### [DATASET CONTENT]

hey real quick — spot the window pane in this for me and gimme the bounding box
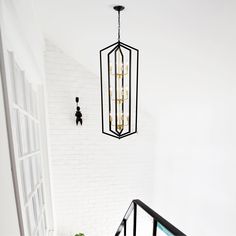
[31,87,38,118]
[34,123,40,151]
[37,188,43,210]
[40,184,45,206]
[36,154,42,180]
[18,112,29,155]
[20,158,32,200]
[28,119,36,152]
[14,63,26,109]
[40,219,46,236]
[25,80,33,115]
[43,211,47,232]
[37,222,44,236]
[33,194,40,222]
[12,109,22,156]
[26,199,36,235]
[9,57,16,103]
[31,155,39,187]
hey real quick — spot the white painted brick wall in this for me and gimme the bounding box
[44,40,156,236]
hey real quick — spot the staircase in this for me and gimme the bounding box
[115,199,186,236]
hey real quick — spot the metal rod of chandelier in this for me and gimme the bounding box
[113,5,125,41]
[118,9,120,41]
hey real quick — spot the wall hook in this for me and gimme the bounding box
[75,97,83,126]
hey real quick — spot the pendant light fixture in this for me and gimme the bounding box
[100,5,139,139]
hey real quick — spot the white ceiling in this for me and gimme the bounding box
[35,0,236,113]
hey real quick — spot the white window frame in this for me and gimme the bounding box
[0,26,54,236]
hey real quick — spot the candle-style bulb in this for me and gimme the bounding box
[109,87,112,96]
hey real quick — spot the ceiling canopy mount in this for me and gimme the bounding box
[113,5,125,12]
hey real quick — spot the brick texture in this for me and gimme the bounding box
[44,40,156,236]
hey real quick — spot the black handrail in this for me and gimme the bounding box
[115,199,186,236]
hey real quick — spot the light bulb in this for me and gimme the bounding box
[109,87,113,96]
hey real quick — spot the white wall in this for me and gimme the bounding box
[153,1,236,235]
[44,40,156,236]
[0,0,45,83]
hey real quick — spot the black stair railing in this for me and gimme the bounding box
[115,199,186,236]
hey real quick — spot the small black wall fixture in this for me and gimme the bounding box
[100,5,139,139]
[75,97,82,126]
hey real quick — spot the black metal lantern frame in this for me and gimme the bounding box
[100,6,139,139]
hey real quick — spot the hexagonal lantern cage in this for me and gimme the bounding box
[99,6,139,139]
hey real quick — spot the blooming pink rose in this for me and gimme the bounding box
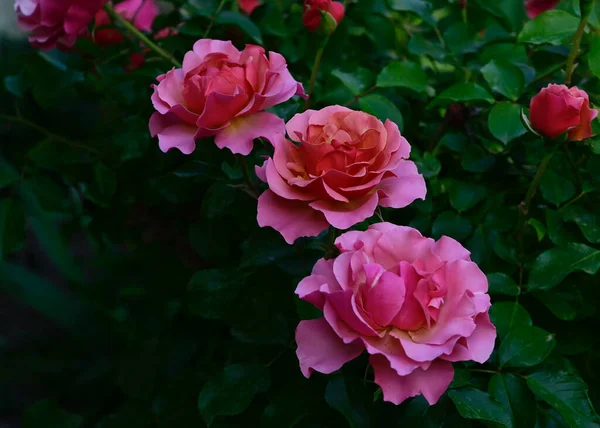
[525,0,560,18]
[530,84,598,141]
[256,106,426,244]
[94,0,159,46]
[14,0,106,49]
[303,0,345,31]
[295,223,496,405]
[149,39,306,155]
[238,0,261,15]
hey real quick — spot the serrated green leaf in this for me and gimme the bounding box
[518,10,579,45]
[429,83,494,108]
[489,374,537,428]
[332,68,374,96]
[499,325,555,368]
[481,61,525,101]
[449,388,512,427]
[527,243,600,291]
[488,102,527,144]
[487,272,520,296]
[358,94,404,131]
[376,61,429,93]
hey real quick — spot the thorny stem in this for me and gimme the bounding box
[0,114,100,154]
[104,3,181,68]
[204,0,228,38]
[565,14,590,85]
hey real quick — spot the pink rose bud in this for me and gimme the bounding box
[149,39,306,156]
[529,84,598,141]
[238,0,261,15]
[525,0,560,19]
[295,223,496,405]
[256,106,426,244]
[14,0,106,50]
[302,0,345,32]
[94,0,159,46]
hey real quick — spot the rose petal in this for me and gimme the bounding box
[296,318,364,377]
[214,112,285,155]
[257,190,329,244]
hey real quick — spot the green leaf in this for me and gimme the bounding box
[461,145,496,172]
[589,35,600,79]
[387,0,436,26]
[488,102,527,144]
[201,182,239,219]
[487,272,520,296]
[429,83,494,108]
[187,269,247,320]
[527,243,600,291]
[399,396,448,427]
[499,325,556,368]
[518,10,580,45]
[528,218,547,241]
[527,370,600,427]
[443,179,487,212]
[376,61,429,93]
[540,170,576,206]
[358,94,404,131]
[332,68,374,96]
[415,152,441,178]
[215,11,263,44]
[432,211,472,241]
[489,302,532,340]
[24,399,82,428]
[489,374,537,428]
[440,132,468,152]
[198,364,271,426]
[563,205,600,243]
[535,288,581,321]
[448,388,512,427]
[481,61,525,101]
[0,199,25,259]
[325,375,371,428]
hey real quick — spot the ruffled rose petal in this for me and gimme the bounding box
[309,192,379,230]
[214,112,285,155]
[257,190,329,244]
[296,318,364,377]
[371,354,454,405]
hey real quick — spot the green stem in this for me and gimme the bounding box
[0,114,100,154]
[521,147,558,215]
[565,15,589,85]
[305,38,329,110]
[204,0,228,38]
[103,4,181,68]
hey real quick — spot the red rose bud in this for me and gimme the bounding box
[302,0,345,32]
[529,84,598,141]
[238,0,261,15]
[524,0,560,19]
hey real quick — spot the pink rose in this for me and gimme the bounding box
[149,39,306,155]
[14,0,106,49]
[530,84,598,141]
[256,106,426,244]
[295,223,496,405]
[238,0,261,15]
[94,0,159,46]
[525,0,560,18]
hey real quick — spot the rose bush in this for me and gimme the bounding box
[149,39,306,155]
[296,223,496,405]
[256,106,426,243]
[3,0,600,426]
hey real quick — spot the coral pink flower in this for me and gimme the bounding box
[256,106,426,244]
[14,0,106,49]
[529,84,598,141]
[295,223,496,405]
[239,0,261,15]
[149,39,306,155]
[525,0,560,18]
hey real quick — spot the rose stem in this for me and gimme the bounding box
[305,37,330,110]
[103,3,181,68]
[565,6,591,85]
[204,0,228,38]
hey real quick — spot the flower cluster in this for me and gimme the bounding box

### [REQUIRED WORK]
All of the data must be repeated exactly, except for the pictures.

### [WRITTEN ANSWER]
hey real quick — spot the window pane in this for me and gimme the bounding box
[31,87,38,118]
[34,123,40,151]
[37,188,43,210]
[40,184,45,206]
[36,154,42,180]
[18,112,29,155]
[20,158,32,200]
[28,119,36,152]
[14,63,26,109]
[40,219,46,236]
[25,80,33,115]
[43,211,47,232]
[37,222,44,236]
[33,194,40,222]
[12,109,22,156]
[26,199,36,235]
[9,57,16,103]
[31,155,39,187]
hey real quick — spot the white painted brick wall in this for me and gimme the bounding box
[44,40,156,236]
hey real quick — spot the staircase in this for me and gimme the bounding box
[115,199,186,236]
hey real quick — spot the metal rod of chandelier in this for me and gimme the bounding box
[113,5,125,41]
[118,9,120,41]
hey real quick — spot the wall hook in this for me and gimme the bounding box
[75,97,83,126]
hey real quick — spot the pendant light fixture in this for me and gimme the bounding box
[100,5,139,139]
hey real quick — spot the white ceiling in this for me and gimme the bounding box
[35,0,236,113]
hey real quick — spot the white window frame in this for me and gimme the bounding box
[0,26,54,236]
hey real quick — spot the candle-style bulb in this for me and gimme the bounding box
[109,87,112,96]
hey real quick — spot the ceiling canopy mount in this for me and gimme the bounding box
[113,5,125,12]
hey real quick — spot the brick texture in this for me and gimme the bounding box
[44,40,156,236]
hey real quick — spot the black handrail in this for me and gimme the bounding box
[115,199,186,236]
hey real quick — spot the light bulb in this for me and gimme the bounding box
[109,87,113,96]
hey real quick — spot the white wall in this for me and gimme the bounding box
[153,1,236,235]
[44,40,156,236]
[0,0,45,83]
hey real quick — spot the black stair railing in this for me and gimme the bounding box
[115,199,186,236]
hey real quick — spot the small black wall fixture in this for me and gimme the bounding box
[100,5,139,139]
[75,97,82,126]
hey real quick — spot the black metal lantern frame in this for me and gimme the bounding box
[100,6,139,139]
hey real quick — spot the hexagonal lantern cage in this for me and gimme the bounding box
[99,6,139,139]
hey real quick — spot the blooming pink rose in this for me and gimme the bounding box
[525,0,560,18]
[530,84,598,141]
[256,106,426,244]
[94,0,159,46]
[14,0,106,49]
[303,0,345,31]
[295,223,496,405]
[149,39,306,155]
[238,0,261,15]
hey real quick — spot the serrated green leaf in this for me and gimme the bounding box
[518,10,579,45]
[429,83,494,108]
[489,374,537,428]
[332,68,374,96]
[499,325,555,368]
[481,61,525,101]
[449,388,512,427]
[527,243,600,291]
[488,102,527,144]
[487,272,520,296]
[358,94,404,131]
[376,61,429,93]
hey real quick — spot the thorny stem in this for me and gimme the bounding box
[0,114,100,154]
[104,3,181,68]
[204,0,228,38]
[565,14,590,85]
hey real quick — spot the pink rose bud in this for me and gimme the bounding box
[149,39,306,156]
[529,84,598,141]
[238,0,261,15]
[525,0,560,19]
[295,223,496,405]
[256,106,426,244]
[14,0,106,50]
[302,0,345,32]
[94,0,159,46]
hey real quick — spot the rose petal in this for me and gimme the bounding box
[296,318,364,377]
[214,112,285,155]
[257,190,329,244]
hey real quick — spot the green leaf in this for me and gimme the bounding box
[461,145,496,172]
[589,35,600,79]
[387,0,436,26]
[488,102,527,144]
[201,182,239,219]
[487,272,520,296]
[429,83,494,108]
[187,269,247,320]
[527,243,600,291]
[399,396,448,427]
[499,325,556,368]
[518,10,580,45]
[528,218,547,241]
[527,370,600,427]
[443,179,487,212]
[376,61,429,93]
[540,170,576,206]
[358,94,404,131]
[332,68,374,96]
[415,152,441,178]
[215,11,263,44]
[432,211,472,241]
[489,302,532,340]
[24,399,82,428]
[489,374,537,428]
[440,132,468,152]
[198,364,271,426]
[563,205,600,243]
[535,288,581,321]
[448,388,512,427]
[481,61,525,101]
[0,199,25,259]
[325,375,371,428]
hey real quick — spot the ruffled rose petal in this for me and gimme the bounding box
[309,192,379,230]
[214,112,285,155]
[257,190,329,244]
[296,318,364,377]
[371,354,454,405]
hey real quick — spot the green stem in this for me and gimme the bounding box
[0,114,100,154]
[521,147,558,215]
[565,15,589,85]
[305,38,329,110]
[204,0,228,38]
[103,4,181,68]
hey real quick — spot the red rose bud in this for me and gimme the bounding box
[302,0,345,32]
[529,84,598,141]
[238,0,261,15]
[524,0,560,19]
hey real quick — spot the pink rose in this for me and gimme the bounding box
[149,39,306,155]
[14,0,106,49]
[530,84,598,141]
[256,106,426,244]
[295,223,496,405]
[238,0,261,15]
[94,0,159,46]
[525,0,560,18]
hey real quick — spot the rose bush in this for me and gimme the bounding box
[149,39,306,155]
[296,223,496,405]
[256,106,426,243]
[3,0,600,426]
hey real quick — spot the coral pink flower in this for me and gimme the bounding box
[256,106,426,244]
[14,0,106,49]
[529,84,598,141]
[295,223,496,405]
[239,0,261,15]
[149,39,306,155]
[525,0,560,18]
hey real quick — spot the rose stem in this for me and gimme the bounding box
[305,37,330,110]
[103,3,181,68]
[565,6,591,85]
[204,0,228,38]
hey real quick — spot the flower cluster in this for me and gimme the bounding box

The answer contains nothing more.